### Your objective
All entries given below are to be returned word for word.

### Source material
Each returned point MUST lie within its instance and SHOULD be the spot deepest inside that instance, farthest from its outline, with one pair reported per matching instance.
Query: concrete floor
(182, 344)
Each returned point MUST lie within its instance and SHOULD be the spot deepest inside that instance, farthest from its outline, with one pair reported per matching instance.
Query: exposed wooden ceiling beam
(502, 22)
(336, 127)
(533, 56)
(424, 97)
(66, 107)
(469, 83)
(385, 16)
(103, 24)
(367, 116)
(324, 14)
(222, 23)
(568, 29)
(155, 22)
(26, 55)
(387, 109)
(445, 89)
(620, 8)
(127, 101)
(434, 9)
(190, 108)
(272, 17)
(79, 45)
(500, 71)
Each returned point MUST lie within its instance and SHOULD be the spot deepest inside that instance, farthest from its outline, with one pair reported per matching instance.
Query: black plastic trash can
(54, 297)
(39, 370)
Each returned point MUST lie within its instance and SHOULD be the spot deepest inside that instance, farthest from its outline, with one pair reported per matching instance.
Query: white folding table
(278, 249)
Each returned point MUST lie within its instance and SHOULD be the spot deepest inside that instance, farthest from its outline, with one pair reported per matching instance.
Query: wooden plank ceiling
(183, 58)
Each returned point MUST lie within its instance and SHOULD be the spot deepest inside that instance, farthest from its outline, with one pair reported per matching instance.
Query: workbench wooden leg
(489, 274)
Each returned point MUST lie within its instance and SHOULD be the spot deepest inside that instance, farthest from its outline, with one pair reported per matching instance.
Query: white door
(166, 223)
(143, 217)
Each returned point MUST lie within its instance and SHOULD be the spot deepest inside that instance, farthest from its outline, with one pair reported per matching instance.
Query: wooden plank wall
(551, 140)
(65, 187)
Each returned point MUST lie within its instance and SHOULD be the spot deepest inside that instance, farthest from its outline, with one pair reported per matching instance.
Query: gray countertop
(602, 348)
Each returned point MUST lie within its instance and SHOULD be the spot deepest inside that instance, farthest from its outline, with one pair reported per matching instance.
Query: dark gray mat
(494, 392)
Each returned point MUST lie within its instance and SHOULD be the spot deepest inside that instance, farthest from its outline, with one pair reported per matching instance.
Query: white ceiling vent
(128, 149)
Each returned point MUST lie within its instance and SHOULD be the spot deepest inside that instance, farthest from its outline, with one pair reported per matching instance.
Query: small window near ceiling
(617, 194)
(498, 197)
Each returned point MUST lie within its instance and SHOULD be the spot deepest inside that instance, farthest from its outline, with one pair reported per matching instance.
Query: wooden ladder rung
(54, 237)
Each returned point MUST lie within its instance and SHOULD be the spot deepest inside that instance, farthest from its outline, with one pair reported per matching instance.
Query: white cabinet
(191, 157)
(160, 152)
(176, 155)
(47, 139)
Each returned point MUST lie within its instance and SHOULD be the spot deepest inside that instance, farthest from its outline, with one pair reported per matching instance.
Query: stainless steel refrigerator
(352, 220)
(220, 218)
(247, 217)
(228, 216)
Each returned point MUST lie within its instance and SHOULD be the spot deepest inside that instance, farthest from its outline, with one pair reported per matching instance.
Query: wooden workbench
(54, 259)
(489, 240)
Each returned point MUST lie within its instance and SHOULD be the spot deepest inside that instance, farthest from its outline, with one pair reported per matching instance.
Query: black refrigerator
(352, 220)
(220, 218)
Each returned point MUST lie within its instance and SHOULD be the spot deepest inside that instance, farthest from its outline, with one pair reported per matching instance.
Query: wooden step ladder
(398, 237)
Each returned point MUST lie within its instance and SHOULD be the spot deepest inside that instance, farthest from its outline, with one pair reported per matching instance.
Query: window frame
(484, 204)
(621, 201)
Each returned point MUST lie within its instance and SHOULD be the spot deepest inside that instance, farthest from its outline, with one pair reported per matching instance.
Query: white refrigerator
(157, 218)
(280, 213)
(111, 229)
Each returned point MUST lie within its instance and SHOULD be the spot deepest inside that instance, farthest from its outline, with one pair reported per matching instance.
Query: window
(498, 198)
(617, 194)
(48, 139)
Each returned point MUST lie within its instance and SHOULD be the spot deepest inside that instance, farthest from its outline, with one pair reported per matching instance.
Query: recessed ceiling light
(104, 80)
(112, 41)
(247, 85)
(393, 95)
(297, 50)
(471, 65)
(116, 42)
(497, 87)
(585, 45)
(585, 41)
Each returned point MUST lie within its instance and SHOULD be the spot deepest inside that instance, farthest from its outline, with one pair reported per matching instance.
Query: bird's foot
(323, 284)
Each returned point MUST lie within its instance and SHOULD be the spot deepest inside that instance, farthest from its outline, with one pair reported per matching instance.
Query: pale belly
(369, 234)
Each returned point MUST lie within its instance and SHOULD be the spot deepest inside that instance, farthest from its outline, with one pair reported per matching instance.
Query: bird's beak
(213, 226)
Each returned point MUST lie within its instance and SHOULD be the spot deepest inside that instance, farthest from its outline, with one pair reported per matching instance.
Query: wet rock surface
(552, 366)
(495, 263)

### Result for this task
Each returned point MUST lie within its instance and SHOULD be the spot deepest inside that instance, farthest from its outline, with one pair reported per matching instance.
Query: concrete floor
(182, 344)
Each returned point MUST lie within its instance and SHOULD be the spot deepest inside that instance, farthest from its outline, with one pair reported per matching instance.
Query: exposed wooden ceiling beam
(502, 22)
(336, 127)
(533, 56)
(424, 97)
(66, 107)
(469, 83)
(385, 16)
(103, 24)
(367, 116)
(324, 14)
(222, 23)
(568, 29)
(155, 22)
(26, 55)
(387, 109)
(445, 89)
(620, 8)
(127, 101)
(434, 9)
(190, 108)
(272, 17)
(79, 45)
(500, 71)
Each returned point MUST lie within its instance and SHOULD be the spot deepest inside that instance, farthest from its outline, with one pair reported per matching instance.
Query: black plastic trash can
(54, 297)
(39, 370)
Each returned point MUST lie within its instance and SHOULD be the spot deepest inside that instance, farthest from its outline, with one pair reported per matching instance.
Query: white folding table
(278, 249)
Each returned point MUST lie within its instance and SHOULD be the spot deepest inside that instance, farthest from its outline, with one pair reported per matching instance.
Query: wooden plank ceiling
(183, 58)
Each returned point MUST lie within its instance and SHOULD be the spot deepest inside that instance, farthest from its outline, with one pair reported per matching instance.
Query: workbench wooden leg
(489, 274)
Each returned point MUST lie within its instance and SHOULD be the spot deepest inside that instance, farthest from its outline, with one pair reported per matching instance.
Query: white door
(166, 223)
(143, 217)
Each returned point MUST lie within its instance and SHOULD be the spot deepest inside that instance, farthest from its outline, with one pair reported per matching instance.
Query: wooden plank wall
(551, 140)
(65, 187)
Each returned point MUST lie within its instance and SHOULD be the spot deepest inside that instance, farthest from its outline, with one pair reported per matching instance.
Query: gray countertop
(602, 348)
Each returned point MUST lie within its instance and SHOULD be the spot deepest inside that instance, farthest from its outline, with one pair reported per matching instance.
Query: dark gray mat
(494, 392)
Each returned point MUST lie within its instance and SHOULD be the spot deepest inside that instance, farthest from its outline, with one pair reported per matching instance.
Query: white ceiling vent
(128, 149)
Each returned point MUST lie within its instance and SHOULD be the spot deepest inside that instance, farthest from its outline, with one pair reported per matching instance.
Query: small window near ceiling
(617, 194)
(498, 197)
Each returned point MUST lie within its instance and SHOULD be the spot deepest inside that instance, farthest from its outline, with one pair reported per matching instance.
Query: wooden ladder rung
(54, 237)
Each returned point MUST lie within its instance and SHOULD be the spot deepest inside that instance, farthest from its outline, with one pair reported per matching instance.
Query: white cabinet
(191, 157)
(160, 152)
(176, 155)
(47, 139)
Each returned point MUST lie within its instance and SHOULD be the spot deepest inside that instance, farthest from its outline, with one pair reported per matching instance.
Query: stainless steel refrigerator
(352, 220)
(220, 218)
(247, 217)
(228, 216)
Each returned point MUST lie within its instance and SHOULD be the spot deepest inside that instance, farthest from its outline, with one pair reported per matching instance.
Query: wooden workbench
(54, 259)
(489, 240)
Each returned point MUST lie within its instance and SHOULD be the spot deepest inside that instance, farthest from its outline, with one pair reported per matching instance.
Query: black refrigerator
(352, 220)
(220, 218)
Each returned point MUST lie within its instance and SHOULD be the spot deepest inside that instance, farthest from its outline, with one pair reported per matching instance.
Query: wooden step ladder
(398, 237)
Each returned point MUST lie within its instance and SHOULD be the spot deepest inside that instance, farthest from its outline, with one pair reported per matching instance.
Query: window frame
(484, 204)
(621, 201)
Each returned point MUST lie within its instance and SHOULD be the spot deepest inside that instance, farthest from its outline, with one pair reported per matching instance.
Query: white refrigerator
(157, 218)
(280, 213)
(111, 229)
Each returned point MUST lie within its instance and SHOULD be the spot deepest inside that instance, farthest from its outline, with one pair reported per matching instance.
Query: window
(498, 198)
(617, 194)
(48, 139)
Each returned point MUST lie within its instance and SHOULD be the spot deepest inside that instance, farthest from its outline, with one pair reported per matching instance.
Query: recessed ceiling light
(104, 80)
(112, 41)
(247, 85)
(393, 95)
(297, 50)
(471, 65)
(116, 42)
(497, 87)
(585, 45)
(585, 41)
Each returned point MUST lie within its instance and SHOULD be the spot deepest inside that instance, farthest from its outline, with one pair reported per matching instance.
Query: bird's foot
(323, 284)
Each returned point MUST lie within its instance and SHOULD be the spot deepest inside that instance, farthest from its outline, with one pair reported per matching instance.
Query: pale belly
(369, 234)
Each returned point MUST lie within its instance and SHOULD be the spot deepest inside that instance, farthest from its outline, with one pair reported per matching instance.
Query: bird's beak
(213, 226)
Each returned point MUST lie within its instance and SHOULD be the spot deepest inside that instance, farthest from its outline, with one pair reported per matching instance.
Query: wet rock surface
(552, 366)
(495, 263)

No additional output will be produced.